▸ Exercise:
Rescale everything from the line containing "One point goes on every instance of the submerged rock" down to the end of the records below, both ends included, and give all those lines again with the requests. Multiply every coordinate in the answers by 1.15 and round to whole numbers with halves going up, leaving the requests and their sample coordinates unchanged.

++++++

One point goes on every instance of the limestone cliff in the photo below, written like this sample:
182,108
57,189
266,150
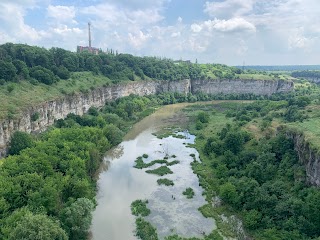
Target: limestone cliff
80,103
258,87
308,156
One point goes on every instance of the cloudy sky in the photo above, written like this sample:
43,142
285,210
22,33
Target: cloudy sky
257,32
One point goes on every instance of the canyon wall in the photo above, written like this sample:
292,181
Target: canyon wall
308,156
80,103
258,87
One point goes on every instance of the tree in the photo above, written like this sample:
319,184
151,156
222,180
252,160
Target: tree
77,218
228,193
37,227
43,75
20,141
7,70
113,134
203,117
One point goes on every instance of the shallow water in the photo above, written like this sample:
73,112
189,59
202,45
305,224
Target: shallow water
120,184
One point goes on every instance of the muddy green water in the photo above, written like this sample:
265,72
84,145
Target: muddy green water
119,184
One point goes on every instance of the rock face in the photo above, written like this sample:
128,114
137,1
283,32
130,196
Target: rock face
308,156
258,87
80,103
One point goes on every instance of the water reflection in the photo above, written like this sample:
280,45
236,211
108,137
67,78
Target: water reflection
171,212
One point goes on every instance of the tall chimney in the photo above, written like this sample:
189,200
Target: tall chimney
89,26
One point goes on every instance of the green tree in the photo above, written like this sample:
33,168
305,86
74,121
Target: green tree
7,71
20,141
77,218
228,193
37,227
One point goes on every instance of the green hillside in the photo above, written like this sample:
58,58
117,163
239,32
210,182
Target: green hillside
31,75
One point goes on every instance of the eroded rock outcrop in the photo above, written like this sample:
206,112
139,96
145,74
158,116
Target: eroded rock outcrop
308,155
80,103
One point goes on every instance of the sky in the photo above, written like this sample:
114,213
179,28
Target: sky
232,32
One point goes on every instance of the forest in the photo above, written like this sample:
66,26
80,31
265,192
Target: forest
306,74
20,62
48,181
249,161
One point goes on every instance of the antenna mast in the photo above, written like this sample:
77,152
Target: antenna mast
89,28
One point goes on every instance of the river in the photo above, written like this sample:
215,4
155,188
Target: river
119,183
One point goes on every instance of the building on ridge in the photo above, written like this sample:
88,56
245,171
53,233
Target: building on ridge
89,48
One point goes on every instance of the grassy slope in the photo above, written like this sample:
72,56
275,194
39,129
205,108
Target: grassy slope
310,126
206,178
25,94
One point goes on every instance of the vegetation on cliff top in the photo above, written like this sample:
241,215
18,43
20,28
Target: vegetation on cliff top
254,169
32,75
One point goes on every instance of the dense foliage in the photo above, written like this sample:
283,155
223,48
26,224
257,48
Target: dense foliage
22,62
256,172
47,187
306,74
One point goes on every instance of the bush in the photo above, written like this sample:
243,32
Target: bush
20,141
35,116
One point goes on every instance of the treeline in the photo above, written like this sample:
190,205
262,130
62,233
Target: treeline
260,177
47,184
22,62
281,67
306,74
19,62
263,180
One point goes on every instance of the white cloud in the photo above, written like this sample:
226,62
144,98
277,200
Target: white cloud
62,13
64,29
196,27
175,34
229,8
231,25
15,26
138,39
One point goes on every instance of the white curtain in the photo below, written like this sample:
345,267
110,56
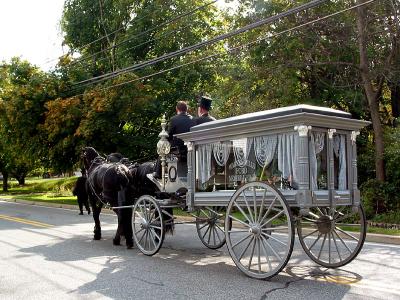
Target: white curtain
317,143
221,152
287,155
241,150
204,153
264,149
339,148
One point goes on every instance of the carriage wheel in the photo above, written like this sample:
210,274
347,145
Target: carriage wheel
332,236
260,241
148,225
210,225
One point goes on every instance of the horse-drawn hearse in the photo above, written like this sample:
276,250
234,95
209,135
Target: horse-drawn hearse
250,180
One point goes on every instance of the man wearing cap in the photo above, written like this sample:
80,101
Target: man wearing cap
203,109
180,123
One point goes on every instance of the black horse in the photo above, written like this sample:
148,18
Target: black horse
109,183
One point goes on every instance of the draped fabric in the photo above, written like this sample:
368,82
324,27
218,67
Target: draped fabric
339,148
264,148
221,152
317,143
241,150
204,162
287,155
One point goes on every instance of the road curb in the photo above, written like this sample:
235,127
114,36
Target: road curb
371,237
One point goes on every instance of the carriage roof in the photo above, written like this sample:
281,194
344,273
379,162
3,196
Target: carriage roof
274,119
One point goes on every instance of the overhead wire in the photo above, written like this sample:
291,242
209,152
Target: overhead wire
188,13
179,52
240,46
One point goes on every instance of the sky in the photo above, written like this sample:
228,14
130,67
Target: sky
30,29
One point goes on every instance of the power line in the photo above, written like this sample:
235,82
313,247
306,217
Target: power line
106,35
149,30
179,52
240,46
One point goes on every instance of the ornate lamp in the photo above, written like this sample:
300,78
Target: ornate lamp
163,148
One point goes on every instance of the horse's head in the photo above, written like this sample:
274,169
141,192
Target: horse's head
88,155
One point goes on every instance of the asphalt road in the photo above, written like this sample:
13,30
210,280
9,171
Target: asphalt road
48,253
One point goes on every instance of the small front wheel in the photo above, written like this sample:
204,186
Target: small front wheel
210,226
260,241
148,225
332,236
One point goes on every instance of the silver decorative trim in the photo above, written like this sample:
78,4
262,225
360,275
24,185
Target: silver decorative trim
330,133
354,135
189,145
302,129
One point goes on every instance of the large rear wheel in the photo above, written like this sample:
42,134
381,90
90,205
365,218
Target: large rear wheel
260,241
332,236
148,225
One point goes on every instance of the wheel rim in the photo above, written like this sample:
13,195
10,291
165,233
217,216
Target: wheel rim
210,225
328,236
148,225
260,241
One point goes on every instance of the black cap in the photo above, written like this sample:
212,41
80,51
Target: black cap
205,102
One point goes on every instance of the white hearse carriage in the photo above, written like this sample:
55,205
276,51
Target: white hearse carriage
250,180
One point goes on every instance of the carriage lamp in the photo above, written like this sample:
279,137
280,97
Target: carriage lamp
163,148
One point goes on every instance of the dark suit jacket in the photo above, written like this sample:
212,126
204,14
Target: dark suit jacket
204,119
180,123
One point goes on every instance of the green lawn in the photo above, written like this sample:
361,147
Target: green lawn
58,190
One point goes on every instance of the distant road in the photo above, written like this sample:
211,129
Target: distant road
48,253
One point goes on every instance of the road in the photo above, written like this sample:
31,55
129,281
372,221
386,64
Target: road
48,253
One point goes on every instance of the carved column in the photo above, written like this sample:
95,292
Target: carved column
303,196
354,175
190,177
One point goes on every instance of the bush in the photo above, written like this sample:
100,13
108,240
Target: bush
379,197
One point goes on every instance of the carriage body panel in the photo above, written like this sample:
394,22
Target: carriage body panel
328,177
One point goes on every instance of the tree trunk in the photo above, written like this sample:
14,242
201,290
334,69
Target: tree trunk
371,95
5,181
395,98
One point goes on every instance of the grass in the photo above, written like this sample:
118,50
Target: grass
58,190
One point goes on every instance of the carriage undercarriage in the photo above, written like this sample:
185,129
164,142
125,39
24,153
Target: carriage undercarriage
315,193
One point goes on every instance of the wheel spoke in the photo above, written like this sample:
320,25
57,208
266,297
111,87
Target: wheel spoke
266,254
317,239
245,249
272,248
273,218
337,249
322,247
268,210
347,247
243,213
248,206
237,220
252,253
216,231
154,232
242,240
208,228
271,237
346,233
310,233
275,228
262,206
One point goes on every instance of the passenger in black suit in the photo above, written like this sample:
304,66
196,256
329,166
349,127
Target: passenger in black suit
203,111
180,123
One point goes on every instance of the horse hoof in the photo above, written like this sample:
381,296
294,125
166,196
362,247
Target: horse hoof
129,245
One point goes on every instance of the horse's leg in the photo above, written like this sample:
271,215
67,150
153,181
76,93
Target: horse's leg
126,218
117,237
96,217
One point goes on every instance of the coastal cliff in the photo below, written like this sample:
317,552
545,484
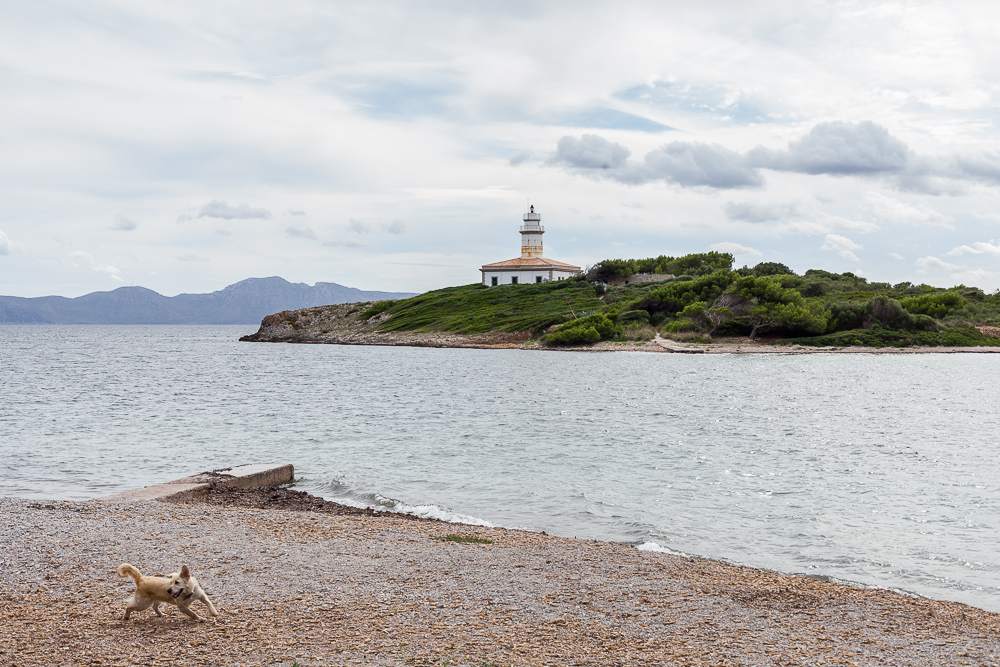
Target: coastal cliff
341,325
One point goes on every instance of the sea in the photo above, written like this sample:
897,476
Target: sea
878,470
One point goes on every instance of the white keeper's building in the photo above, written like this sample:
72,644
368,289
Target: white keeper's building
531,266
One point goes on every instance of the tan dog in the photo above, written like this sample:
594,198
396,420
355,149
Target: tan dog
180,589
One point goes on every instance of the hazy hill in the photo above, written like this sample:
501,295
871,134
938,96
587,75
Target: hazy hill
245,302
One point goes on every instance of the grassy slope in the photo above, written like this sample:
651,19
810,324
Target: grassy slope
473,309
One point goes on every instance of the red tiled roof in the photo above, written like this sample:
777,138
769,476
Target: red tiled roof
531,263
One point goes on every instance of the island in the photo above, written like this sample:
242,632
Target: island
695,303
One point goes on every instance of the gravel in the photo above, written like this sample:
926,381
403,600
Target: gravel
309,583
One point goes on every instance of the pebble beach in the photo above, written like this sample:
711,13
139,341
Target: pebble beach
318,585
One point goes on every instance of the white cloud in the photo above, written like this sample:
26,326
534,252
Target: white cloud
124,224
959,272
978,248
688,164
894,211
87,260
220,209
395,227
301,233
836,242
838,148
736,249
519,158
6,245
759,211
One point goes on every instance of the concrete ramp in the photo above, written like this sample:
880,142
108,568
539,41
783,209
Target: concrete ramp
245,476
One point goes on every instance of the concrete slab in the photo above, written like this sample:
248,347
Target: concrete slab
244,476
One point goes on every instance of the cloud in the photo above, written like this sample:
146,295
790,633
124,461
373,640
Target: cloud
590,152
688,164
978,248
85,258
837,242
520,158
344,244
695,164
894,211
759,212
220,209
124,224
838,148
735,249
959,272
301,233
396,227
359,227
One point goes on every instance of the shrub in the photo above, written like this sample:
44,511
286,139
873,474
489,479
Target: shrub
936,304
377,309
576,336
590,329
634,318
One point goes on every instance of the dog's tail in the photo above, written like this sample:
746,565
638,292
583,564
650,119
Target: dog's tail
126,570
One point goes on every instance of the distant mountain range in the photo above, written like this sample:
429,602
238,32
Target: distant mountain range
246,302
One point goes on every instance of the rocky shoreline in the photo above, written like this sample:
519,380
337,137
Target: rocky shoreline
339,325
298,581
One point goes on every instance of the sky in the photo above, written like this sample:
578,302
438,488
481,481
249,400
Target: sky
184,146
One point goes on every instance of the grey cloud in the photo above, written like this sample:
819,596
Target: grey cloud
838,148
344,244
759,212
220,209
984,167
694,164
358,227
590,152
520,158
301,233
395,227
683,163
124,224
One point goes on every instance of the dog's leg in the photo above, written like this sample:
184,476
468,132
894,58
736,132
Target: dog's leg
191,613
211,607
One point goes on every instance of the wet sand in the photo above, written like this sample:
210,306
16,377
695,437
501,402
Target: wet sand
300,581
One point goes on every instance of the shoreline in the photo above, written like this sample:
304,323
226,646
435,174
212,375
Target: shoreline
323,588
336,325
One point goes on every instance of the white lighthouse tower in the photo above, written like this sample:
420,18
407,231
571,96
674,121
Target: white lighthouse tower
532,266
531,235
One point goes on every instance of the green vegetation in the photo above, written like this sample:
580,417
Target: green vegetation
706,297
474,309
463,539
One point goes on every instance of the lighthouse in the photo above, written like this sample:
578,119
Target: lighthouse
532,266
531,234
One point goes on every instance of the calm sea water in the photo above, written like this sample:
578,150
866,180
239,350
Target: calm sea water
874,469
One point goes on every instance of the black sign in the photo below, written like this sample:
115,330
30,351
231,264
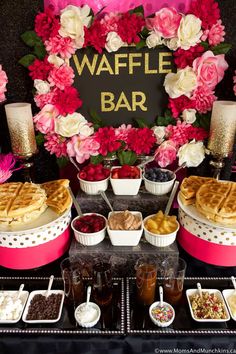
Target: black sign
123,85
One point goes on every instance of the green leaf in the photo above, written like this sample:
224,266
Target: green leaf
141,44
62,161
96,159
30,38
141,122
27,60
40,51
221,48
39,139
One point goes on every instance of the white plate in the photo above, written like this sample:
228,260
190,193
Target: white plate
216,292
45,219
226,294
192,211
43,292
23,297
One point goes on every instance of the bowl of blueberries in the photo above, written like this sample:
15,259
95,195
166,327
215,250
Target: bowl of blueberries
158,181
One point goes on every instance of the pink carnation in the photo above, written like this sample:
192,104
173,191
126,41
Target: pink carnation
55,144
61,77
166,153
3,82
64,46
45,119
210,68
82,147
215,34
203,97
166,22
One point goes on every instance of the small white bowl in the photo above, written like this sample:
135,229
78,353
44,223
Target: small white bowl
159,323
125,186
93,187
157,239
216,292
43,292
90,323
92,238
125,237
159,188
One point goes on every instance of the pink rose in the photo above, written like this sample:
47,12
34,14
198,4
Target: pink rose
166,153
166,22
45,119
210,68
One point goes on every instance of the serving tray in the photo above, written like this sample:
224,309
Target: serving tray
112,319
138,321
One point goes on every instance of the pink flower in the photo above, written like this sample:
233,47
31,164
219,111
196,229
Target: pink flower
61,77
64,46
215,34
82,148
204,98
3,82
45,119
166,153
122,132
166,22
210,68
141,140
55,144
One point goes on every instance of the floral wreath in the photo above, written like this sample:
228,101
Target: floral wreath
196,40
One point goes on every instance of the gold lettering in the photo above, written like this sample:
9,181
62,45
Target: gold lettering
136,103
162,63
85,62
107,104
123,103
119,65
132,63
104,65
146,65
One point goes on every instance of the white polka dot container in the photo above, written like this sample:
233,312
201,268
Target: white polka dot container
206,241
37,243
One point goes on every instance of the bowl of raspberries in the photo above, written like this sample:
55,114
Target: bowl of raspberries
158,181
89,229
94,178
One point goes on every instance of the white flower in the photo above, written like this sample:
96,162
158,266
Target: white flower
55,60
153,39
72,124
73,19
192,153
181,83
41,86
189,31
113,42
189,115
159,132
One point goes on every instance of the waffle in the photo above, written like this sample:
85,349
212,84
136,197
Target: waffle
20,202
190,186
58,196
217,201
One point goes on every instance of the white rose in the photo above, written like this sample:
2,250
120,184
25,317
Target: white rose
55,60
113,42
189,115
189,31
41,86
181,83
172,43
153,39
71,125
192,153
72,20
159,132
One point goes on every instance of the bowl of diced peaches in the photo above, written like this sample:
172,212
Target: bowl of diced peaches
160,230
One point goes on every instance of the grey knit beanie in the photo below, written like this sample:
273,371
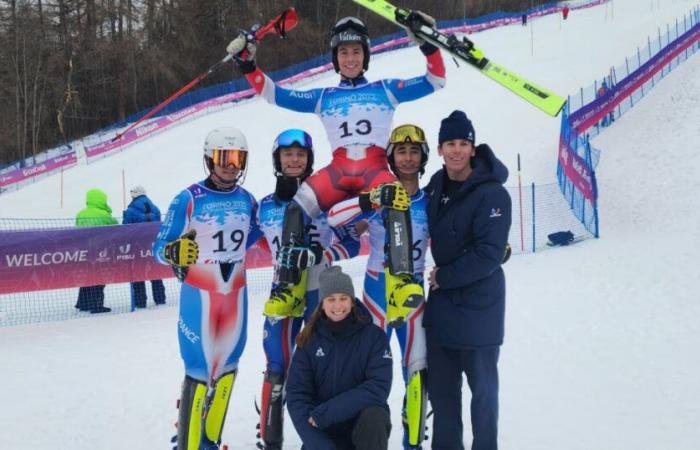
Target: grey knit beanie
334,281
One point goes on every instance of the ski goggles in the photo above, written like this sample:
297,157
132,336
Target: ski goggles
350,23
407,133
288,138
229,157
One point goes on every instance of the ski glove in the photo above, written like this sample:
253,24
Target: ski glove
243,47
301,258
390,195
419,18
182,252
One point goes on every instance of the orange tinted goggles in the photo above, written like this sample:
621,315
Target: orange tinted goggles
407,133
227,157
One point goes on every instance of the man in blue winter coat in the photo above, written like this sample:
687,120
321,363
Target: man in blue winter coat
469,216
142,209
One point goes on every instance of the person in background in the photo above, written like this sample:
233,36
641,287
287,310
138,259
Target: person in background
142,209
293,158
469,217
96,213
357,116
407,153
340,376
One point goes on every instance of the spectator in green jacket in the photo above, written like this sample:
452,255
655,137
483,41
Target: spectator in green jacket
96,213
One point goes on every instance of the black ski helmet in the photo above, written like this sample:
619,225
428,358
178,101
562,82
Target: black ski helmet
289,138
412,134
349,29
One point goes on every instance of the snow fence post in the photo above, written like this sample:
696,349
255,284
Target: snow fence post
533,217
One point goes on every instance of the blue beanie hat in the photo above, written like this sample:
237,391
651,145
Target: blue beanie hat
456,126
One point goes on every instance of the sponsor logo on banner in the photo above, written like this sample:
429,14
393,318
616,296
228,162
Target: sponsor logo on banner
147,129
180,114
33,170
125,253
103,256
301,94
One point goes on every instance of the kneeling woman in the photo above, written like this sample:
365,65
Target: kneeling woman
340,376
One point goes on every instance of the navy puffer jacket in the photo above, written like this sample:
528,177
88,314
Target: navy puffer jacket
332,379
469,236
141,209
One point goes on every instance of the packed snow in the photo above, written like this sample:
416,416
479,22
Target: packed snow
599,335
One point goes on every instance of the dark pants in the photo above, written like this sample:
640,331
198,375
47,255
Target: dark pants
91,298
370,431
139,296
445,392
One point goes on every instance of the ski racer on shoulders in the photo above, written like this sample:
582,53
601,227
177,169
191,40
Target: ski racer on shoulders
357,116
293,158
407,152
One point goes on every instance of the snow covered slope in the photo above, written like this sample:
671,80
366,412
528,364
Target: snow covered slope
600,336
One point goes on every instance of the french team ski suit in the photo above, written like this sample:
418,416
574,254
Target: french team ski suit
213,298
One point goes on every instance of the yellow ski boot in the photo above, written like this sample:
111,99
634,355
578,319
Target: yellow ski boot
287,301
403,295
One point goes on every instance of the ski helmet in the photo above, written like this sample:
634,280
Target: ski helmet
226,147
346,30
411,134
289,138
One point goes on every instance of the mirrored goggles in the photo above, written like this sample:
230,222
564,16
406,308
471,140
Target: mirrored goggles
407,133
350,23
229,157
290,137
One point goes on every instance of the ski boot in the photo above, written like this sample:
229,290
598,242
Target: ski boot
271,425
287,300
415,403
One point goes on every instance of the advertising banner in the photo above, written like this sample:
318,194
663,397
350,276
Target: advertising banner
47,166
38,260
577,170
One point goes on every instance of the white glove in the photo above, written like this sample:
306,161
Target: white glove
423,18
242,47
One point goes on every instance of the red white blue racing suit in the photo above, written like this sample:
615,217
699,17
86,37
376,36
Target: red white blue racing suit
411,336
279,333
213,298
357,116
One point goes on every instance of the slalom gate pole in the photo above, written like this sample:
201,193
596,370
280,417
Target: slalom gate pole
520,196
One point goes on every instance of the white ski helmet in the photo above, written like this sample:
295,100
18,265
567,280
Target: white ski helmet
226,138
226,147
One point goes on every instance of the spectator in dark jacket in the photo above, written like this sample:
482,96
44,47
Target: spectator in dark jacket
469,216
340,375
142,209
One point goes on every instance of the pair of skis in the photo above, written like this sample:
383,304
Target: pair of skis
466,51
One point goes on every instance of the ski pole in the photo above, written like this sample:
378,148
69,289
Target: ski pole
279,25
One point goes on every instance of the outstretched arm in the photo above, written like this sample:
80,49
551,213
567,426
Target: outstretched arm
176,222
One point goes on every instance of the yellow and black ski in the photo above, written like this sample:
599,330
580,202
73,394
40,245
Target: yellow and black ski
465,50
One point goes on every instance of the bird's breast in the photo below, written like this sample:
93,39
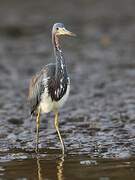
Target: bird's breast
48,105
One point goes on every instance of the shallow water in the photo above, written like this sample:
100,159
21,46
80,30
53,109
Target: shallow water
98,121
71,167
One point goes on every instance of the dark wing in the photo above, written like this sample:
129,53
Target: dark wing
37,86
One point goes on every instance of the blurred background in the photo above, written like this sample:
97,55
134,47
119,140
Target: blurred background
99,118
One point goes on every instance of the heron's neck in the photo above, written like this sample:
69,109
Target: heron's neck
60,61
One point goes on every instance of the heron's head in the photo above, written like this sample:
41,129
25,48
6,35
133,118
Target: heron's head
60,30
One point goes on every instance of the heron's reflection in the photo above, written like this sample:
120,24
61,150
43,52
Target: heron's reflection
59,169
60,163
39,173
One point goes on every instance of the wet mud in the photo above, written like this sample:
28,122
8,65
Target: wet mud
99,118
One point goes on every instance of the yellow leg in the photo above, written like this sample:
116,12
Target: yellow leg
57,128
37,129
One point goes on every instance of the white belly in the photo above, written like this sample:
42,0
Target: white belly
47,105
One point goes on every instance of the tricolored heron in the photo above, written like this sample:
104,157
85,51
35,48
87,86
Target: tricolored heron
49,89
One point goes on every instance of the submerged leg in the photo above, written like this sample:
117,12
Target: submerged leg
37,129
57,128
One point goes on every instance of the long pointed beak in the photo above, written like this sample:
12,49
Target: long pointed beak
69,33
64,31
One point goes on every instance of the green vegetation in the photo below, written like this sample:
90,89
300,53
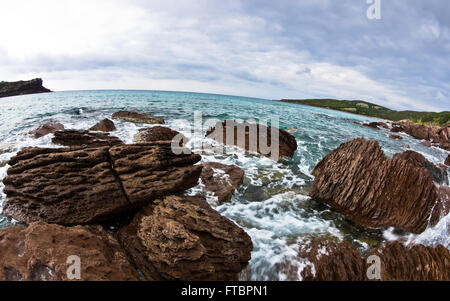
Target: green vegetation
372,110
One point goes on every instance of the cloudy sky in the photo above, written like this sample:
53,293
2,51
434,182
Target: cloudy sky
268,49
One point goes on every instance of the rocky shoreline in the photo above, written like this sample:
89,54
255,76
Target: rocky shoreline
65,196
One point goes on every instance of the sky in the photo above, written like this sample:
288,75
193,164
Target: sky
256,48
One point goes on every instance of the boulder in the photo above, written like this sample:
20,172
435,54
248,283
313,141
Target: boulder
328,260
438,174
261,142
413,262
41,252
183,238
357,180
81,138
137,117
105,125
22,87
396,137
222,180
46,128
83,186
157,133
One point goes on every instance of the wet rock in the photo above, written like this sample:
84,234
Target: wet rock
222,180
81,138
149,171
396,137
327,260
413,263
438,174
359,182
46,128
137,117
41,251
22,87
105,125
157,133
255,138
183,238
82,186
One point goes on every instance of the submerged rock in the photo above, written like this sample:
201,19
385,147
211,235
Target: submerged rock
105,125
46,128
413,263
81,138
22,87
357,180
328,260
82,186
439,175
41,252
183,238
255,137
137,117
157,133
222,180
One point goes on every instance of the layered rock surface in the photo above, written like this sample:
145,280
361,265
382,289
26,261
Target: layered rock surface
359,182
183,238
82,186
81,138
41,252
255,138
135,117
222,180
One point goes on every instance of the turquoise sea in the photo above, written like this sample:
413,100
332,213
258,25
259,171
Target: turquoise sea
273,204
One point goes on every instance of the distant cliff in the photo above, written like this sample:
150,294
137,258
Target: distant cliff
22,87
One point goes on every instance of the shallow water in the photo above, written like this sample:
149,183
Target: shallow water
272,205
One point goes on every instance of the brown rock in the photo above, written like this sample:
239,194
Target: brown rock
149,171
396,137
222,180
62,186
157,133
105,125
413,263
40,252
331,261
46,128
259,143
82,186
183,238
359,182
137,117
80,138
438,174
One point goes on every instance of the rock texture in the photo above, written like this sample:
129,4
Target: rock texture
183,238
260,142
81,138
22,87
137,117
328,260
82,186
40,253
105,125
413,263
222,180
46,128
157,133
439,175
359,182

++++++

▸ Result:
One point goes on every instance of the submerged rock in the photo above, written like this sample:
201,19
385,147
211,235
Target: submerged rock
121,144
53,147
475,302
93,159
25,100
411,207
377,299
94,214
505,201
47,290
210,274
293,158
158,135
181,153
255,207
One point goes on every instance of the layered rock surface in the photo above, written like this sample:
145,280
361,265
382,289
26,261
Target: layered rock surface
413,209
210,274
94,214
93,159
47,290
293,159
155,135
255,207
One point goes on every instance of the turquoise sea in the photo above, written like this sample:
413,100
332,213
258,25
259,171
Target: turquoise sea
314,235
One point goes on every instance of the distant cliff in the photo above, written like this sample:
150,294
137,258
Target: distant cliff
25,100
One point goes on every instance of the shallow water in the photo above, written like this sample:
149,183
Target: shallow water
313,236
One point goes on every instance of the brown rock in the photo above, written like this sample:
239,194
Target: brown rock
171,197
455,158
255,207
71,214
181,153
121,144
475,302
46,290
381,300
53,147
298,164
94,214
210,274
413,209
158,135
92,159
504,200
One point goes on every instance of the rock texture in the photo above, written like this sample:
129,4
Target: rock texture
210,274
299,163
93,159
25,100
158,135
377,299
94,214
46,291
121,144
475,302
255,207
53,147
181,153
505,201
413,209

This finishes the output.